START The records

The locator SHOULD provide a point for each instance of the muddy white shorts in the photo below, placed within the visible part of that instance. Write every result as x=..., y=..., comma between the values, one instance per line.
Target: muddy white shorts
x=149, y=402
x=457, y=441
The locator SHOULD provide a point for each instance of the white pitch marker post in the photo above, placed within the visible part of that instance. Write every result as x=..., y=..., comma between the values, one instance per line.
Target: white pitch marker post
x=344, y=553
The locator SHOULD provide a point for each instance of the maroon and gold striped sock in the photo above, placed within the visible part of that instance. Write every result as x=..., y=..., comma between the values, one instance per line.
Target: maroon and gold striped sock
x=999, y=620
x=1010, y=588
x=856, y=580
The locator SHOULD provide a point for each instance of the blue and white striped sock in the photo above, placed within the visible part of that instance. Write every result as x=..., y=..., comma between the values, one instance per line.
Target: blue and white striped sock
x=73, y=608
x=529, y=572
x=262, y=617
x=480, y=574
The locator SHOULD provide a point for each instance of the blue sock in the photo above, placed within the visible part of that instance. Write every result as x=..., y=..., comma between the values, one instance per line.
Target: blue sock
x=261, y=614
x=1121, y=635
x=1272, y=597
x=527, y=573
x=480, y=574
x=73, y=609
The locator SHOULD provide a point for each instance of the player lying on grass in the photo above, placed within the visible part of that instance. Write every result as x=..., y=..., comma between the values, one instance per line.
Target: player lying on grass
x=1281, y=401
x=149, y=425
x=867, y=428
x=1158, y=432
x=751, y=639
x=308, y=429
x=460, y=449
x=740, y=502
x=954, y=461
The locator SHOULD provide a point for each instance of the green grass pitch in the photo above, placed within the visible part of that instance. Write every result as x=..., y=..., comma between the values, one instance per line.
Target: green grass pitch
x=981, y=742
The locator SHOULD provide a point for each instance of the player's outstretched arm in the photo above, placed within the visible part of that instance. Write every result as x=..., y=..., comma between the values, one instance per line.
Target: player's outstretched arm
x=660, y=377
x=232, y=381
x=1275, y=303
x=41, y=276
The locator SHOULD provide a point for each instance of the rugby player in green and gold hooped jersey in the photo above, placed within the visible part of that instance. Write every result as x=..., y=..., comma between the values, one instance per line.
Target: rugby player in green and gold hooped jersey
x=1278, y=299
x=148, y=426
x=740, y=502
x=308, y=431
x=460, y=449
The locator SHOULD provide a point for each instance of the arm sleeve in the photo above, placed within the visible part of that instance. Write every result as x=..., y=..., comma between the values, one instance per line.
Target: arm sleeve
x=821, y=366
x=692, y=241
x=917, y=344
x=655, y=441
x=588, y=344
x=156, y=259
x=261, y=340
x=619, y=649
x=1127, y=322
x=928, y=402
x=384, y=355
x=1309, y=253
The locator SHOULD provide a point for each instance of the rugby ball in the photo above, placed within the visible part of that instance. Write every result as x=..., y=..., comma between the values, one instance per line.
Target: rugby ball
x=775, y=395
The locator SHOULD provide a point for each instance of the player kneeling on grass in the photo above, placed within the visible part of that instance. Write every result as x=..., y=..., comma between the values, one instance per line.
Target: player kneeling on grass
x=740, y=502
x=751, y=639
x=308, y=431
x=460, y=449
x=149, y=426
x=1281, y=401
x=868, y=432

END The records

Your assignment ::
Out of the material above, output word for word the line with "of the white", the line with "of the maroon", and all lines between them, with nothing else.

Written answer ::
The locator SHOULD provide a point for each instance of the white pitch marker post in the photo above, placed within the visible part of that instance. Write every result as x=..., y=..., comma between the values, one instance per line.
Target: white pitch marker post
x=344, y=553
The locator SHOULD provide a point for each instance of the maroon and gold striped sock in the photo above, placed within the visible part of that instance. Write every result as x=..., y=..., comma between the values, one instance per line.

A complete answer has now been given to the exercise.